### AVAILABLE DATA ###
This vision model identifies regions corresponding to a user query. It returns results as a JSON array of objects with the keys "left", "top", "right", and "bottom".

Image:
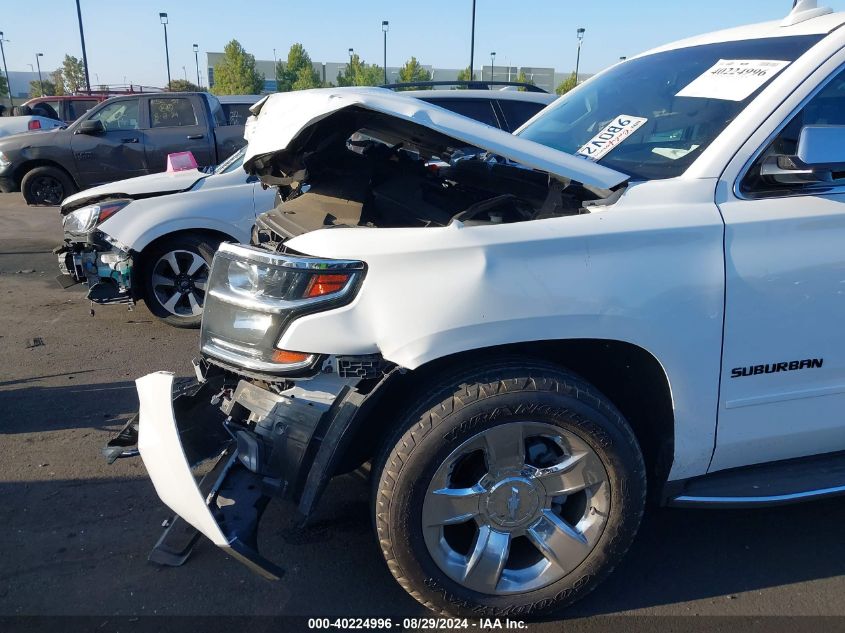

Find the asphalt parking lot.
[{"left": 1, "top": 190, "right": 845, "bottom": 628}]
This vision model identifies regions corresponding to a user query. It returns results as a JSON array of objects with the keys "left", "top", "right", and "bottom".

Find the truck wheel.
[
  {"left": 21, "top": 166, "right": 77, "bottom": 206},
  {"left": 142, "top": 234, "right": 222, "bottom": 328},
  {"left": 373, "top": 361, "right": 646, "bottom": 618}
]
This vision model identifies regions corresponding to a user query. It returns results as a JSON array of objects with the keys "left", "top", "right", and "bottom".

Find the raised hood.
[
  {"left": 61, "top": 169, "right": 208, "bottom": 213},
  {"left": 243, "top": 87, "right": 628, "bottom": 191}
]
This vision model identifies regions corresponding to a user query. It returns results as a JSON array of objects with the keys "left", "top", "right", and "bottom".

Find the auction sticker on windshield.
[
  {"left": 577, "top": 115, "right": 648, "bottom": 161},
  {"left": 676, "top": 59, "right": 790, "bottom": 101}
]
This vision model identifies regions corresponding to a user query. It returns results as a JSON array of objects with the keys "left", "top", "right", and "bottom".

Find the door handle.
[
  {"left": 186, "top": 134, "right": 204, "bottom": 140},
  {"left": 120, "top": 137, "right": 139, "bottom": 143}
]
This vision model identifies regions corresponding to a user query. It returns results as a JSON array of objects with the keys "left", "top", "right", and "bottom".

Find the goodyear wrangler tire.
[{"left": 372, "top": 360, "right": 646, "bottom": 618}]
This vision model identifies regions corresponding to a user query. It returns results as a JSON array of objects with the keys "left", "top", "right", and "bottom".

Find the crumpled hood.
[
  {"left": 61, "top": 169, "right": 208, "bottom": 212},
  {"left": 243, "top": 87, "right": 629, "bottom": 191}
]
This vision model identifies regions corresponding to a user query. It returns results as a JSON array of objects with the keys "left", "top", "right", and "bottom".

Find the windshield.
[
  {"left": 519, "top": 35, "right": 823, "bottom": 180},
  {"left": 214, "top": 147, "right": 246, "bottom": 175}
]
###
● **TASK STATEMENT**: Repeat exactly, and only, the lines from the one containing "Find the goodyear wrangler tire." through the end of the material.

● **ANSWER FOR THIS EXERCISE**:
Find the goodyear wrangler tire.
[{"left": 372, "top": 360, "right": 646, "bottom": 618}]
This vision model identifies regions corresponding to a user query. It returns results as a JSON array of objects with the keys "left", "top", "right", and "bottom".

Find the crumpled hood.
[
  {"left": 61, "top": 169, "right": 208, "bottom": 212},
  {"left": 243, "top": 87, "right": 629, "bottom": 191}
]
This vision model identifies regions corresponding to a user query. It returns results as a JSON array of objects with the keys "left", "top", "right", and "bottom".

Find the windshield.
[
  {"left": 519, "top": 35, "right": 823, "bottom": 180},
  {"left": 214, "top": 147, "right": 246, "bottom": 175}
]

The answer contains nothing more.